_GIVEN EXERCISE_. Repeat the data word for word, everything from the line containing "Mark each blue" down to the line containing "265,9,336,82", both of those lines included.

Dataset rows:
%%

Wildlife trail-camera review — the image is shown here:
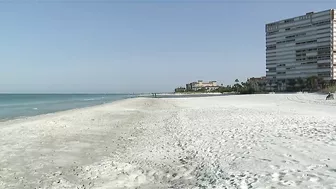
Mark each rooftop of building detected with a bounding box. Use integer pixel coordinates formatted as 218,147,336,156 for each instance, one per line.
266,9,335,26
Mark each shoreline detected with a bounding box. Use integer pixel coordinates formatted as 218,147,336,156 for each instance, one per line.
0,97,137,125
0,94,336,189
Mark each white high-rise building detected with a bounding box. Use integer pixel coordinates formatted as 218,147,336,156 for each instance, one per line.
265,9,336,83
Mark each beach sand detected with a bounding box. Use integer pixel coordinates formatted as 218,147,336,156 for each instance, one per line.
0,94,336,189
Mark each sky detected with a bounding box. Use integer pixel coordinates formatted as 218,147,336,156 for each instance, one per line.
0,0,336,93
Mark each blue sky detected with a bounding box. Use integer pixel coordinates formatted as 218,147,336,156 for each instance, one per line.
0,0,336,93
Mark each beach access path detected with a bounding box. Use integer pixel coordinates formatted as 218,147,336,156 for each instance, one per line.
0,94,336,189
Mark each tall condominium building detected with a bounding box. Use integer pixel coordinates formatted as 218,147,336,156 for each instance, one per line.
265,9,336,82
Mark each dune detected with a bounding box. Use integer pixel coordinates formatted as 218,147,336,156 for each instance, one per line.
0,94,336,189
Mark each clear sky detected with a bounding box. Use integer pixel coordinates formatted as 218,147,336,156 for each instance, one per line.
0,0,336,93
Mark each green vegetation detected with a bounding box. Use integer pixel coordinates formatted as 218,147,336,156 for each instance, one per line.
175,76,336,94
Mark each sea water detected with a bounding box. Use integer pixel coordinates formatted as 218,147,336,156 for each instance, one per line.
0,94,135,121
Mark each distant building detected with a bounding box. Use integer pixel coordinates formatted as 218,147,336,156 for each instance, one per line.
265,9,336,90
186,80,219,91
247,77,270,91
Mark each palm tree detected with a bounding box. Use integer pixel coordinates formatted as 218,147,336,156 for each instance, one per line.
297,77,305,91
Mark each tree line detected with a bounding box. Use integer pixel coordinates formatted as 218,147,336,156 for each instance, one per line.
175,76,336,94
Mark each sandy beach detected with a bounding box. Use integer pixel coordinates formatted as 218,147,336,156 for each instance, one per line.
0,94,336,189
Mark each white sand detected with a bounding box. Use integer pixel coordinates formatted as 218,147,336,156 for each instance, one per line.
0,94,336,189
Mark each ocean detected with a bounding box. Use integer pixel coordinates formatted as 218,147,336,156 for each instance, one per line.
0,94,135,121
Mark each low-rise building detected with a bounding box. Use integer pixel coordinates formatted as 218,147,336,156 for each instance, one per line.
247,77,268,91
186,80,219,91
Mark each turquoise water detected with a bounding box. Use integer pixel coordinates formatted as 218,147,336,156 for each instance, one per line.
0,94,135,121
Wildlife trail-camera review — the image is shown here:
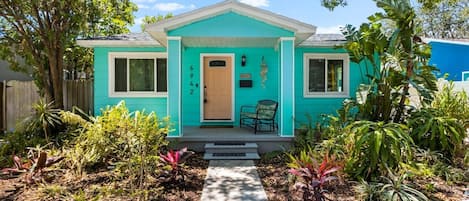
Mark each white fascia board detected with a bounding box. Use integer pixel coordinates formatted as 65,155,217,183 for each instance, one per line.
146,1,316,35
77,40,162,48
298,41,347,47
423,38,469,45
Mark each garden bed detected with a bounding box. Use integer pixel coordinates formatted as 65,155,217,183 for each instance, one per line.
0,154,208,201
256,155,469,201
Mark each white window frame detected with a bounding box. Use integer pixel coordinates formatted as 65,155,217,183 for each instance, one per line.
108,52,168,97
461,71,469,82
303,53,350,98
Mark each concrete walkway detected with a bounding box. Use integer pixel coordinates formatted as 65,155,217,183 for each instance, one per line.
201,160,267,201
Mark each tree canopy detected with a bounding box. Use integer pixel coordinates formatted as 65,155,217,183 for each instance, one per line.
0,0,137,108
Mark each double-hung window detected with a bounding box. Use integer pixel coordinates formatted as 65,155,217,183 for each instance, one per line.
303,53,349,97
109,52,167,97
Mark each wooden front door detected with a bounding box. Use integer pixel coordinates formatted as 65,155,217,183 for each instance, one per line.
203,56,233,120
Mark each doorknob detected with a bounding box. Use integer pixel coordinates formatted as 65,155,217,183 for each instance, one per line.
204,85,207,103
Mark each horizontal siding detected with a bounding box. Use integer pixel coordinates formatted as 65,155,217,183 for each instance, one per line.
94,48,167,117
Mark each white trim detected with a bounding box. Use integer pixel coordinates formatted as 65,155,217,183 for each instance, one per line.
279,42,285,136
145,0,317,46
199,53,236,123
423,38,469,45
107,52,168,98
292,41,296,137
279,37,296,137
176,37,183,136
166,36,182,42
303,53,350,98
279,37,296,41
77,40,163,48
461,71,469,82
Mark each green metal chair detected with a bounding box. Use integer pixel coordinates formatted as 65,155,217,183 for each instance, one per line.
239,100,278,134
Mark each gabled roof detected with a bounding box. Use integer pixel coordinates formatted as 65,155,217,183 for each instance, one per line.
299,34,347,47
423,38,469,46
145,0,316,45
77,32,161,47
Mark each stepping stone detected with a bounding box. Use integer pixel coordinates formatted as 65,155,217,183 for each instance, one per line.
201,160,267,201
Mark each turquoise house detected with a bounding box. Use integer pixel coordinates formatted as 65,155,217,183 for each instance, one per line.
78,0,360,151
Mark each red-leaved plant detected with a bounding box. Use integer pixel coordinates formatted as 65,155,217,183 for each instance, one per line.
160,147,194,181
288,151,341,201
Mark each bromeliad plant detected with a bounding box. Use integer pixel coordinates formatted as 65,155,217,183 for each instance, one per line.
288,149,340,201
160,147,194,182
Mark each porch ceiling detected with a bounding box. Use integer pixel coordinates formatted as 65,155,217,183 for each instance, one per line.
182,37,279,47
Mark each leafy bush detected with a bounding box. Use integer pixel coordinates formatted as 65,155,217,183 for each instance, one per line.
345,121,413,179
408,108,466,156
431,82,469,128
288,150,340,201
68,101,169,192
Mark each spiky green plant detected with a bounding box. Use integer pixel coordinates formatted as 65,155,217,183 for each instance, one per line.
358,172,429,201
345,121,413,179
408,108,466,157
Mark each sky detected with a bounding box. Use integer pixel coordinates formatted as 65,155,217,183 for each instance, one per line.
130,0,380,33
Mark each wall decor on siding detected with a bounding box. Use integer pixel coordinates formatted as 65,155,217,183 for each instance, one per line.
239,73,251,79
189,65,199,95
261,56,268,88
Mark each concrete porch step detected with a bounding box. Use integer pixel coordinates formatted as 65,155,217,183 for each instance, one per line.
205,142,258,153
204,153,261,160
204,142,260,160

%%

_COMPLETED TASK_.
Mark each blue sky detected with a bounding box. Use integer pixel coordinates formatted as 218,147,336,156 for each instance, one per line.
0,0,336,93
Mark each beach access path detected with a bounding box. Use integer pixel coordinates formatted as 218,147,336,156 for each instance, one per line.
0,94,336,189
Mark each tall condominium building detected with a bounding box. Use integer pixel coordinates formatted as 218,147,336,156 for each instance, one per line.
265,9,336,82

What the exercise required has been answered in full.